BEGIN Records supplied
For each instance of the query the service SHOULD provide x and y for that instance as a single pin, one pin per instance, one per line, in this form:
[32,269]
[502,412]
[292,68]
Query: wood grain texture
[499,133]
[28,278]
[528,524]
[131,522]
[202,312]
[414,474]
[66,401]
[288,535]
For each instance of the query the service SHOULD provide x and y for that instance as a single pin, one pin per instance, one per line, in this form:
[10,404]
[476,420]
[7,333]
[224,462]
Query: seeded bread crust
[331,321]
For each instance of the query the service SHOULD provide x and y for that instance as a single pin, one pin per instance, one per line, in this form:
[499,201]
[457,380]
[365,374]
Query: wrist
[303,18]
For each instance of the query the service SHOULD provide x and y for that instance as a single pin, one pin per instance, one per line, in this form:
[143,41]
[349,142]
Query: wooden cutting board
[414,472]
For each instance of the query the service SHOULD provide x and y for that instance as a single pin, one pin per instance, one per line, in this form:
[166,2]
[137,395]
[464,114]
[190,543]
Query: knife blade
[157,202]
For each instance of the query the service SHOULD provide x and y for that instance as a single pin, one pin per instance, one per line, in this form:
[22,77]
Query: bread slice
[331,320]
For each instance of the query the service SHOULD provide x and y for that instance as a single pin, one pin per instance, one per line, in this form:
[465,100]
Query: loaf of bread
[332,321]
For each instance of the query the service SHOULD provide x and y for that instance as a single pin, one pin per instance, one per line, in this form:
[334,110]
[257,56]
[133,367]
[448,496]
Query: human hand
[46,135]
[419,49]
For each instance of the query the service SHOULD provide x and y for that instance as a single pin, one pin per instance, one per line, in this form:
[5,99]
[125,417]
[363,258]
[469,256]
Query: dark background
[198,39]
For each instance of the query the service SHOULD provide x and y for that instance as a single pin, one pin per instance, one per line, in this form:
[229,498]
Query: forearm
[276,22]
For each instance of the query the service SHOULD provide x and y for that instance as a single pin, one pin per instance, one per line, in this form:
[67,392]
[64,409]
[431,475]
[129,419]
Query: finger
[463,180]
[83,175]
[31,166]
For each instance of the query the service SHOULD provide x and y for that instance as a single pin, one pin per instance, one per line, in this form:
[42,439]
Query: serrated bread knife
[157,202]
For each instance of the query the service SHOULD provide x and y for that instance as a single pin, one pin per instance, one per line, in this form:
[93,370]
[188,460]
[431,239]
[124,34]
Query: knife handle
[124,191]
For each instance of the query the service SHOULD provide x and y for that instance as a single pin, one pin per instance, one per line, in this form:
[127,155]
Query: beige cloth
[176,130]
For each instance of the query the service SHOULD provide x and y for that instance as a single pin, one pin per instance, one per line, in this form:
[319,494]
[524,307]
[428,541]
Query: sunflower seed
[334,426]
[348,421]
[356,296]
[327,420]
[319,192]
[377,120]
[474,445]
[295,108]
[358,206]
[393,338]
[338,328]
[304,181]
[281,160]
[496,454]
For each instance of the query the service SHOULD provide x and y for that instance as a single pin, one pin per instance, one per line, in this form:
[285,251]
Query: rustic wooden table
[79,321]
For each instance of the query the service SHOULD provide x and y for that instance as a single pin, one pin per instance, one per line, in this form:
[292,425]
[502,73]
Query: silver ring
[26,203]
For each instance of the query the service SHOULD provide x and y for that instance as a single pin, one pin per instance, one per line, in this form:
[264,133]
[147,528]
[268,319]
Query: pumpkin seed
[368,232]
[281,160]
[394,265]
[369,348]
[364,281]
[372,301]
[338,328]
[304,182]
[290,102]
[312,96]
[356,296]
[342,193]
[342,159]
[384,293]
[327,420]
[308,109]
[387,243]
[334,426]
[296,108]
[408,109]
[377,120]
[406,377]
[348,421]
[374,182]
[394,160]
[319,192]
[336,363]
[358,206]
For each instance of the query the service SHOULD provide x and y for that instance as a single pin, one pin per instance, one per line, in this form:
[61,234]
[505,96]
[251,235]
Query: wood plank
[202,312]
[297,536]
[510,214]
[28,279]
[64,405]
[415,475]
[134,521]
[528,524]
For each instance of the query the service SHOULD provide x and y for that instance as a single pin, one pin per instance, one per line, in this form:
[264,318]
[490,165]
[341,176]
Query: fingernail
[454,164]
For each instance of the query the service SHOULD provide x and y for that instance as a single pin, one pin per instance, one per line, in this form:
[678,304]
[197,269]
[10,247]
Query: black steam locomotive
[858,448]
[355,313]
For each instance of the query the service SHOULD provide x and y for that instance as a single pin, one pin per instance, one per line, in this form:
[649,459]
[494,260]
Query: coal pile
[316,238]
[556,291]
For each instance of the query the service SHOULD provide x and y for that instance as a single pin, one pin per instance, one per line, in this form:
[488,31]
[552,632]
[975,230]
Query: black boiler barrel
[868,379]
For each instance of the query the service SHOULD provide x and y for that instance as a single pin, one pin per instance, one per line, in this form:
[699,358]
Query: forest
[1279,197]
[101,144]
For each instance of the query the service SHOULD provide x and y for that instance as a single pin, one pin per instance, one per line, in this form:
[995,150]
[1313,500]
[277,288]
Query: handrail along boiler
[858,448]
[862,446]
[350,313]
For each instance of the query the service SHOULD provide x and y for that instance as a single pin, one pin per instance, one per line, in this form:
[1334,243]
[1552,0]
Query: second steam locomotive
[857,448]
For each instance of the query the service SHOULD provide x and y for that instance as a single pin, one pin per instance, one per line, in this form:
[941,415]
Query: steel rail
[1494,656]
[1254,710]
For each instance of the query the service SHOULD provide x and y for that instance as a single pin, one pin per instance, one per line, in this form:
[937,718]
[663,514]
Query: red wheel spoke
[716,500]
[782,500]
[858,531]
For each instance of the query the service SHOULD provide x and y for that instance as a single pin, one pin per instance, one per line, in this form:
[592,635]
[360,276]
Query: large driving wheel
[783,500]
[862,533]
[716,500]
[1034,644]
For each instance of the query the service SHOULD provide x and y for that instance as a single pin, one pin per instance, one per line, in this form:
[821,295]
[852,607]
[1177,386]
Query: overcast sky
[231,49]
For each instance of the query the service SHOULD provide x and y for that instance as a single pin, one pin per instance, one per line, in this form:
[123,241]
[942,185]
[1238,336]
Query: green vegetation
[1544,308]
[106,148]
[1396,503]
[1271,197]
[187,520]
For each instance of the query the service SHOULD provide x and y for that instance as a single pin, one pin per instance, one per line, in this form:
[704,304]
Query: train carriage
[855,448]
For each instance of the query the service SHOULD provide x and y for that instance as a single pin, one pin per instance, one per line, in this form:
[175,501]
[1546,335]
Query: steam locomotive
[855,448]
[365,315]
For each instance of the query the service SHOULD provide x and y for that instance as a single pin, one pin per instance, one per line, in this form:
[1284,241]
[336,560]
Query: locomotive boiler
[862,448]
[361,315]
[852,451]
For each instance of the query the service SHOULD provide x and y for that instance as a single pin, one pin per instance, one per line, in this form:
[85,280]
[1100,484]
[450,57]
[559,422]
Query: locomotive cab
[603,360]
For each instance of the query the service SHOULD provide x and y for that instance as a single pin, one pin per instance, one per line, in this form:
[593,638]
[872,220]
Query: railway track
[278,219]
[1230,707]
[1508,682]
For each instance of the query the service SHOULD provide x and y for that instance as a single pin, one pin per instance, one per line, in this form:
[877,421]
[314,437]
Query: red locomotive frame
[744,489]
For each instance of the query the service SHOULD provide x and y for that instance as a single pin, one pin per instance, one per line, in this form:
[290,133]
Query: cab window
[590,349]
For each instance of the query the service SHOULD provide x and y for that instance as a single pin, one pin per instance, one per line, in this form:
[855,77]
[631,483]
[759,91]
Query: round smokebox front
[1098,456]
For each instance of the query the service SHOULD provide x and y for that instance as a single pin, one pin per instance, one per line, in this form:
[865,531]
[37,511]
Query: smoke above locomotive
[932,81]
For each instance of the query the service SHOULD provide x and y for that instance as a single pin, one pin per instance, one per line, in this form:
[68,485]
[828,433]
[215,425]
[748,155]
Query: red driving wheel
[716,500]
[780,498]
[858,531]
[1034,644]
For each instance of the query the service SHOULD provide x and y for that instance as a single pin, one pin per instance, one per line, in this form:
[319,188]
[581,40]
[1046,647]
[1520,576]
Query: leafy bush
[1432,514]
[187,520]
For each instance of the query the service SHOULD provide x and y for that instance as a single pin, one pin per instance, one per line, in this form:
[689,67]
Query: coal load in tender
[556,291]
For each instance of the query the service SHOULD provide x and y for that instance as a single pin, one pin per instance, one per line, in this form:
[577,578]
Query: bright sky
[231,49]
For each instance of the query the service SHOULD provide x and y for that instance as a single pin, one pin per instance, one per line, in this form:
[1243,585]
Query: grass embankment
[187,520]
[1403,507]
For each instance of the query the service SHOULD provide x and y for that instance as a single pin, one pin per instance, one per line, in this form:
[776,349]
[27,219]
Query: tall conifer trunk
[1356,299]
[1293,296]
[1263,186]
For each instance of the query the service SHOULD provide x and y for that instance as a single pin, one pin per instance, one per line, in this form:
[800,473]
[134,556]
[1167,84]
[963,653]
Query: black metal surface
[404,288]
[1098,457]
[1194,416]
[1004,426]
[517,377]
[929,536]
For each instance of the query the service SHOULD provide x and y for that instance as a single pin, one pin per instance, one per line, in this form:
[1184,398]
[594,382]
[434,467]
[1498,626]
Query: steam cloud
END Records supplied
How many lines of the entries above contain the string "coal"? Reply with only the number.

** Exercise response **
2